**REQUIREMENTS:** Return every line of the records that contains the string "target", treating uppercase and lowercase letters as distinct.

**DATA SUPPLIED:**
===============
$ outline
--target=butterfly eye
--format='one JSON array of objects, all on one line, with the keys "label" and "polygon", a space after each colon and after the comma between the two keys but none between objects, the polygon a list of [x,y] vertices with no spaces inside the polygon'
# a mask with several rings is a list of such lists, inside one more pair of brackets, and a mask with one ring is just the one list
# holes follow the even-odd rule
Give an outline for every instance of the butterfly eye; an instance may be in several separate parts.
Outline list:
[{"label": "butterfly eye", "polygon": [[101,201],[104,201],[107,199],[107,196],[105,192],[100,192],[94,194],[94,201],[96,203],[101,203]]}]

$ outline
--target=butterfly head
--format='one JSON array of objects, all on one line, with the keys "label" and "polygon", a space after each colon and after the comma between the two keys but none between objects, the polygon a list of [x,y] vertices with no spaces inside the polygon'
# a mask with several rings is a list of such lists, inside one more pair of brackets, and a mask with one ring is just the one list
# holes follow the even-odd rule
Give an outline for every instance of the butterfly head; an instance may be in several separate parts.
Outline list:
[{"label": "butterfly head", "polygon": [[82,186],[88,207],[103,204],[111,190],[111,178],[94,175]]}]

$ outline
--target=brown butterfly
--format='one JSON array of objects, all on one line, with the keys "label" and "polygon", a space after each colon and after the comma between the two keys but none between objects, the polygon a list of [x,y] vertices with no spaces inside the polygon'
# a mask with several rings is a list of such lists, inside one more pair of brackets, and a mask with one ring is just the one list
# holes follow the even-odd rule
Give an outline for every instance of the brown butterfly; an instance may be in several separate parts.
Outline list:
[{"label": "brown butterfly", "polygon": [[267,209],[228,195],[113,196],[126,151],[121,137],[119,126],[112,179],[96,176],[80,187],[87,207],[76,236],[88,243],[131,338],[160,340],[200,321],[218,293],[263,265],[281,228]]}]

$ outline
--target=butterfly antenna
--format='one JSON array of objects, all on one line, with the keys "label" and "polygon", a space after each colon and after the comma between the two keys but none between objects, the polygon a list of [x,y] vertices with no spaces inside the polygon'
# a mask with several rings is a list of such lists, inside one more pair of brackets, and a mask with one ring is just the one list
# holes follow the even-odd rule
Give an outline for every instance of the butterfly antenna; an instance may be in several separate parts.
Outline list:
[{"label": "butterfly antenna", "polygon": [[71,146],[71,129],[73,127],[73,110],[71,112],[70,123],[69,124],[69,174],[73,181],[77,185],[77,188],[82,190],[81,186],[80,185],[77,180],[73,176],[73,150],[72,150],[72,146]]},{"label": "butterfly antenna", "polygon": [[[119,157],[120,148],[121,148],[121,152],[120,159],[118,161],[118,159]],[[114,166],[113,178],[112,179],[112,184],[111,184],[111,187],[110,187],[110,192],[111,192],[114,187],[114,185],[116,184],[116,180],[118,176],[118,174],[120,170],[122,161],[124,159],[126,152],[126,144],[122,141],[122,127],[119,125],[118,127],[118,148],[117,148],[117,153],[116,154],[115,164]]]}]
===============
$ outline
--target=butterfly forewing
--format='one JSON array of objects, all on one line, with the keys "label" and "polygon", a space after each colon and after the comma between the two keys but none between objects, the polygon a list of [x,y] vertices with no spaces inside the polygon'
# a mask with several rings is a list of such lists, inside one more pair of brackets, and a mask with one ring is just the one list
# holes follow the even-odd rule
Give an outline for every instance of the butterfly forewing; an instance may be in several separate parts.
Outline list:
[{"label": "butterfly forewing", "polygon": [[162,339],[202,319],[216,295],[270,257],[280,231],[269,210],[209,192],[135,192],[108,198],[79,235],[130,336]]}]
===============
**RIGHT ANSWER:**
--target=butterfly eye
--target=butterfly head
--target=brown butterfly
--target=butterfly antenna
--target=butterfly forewing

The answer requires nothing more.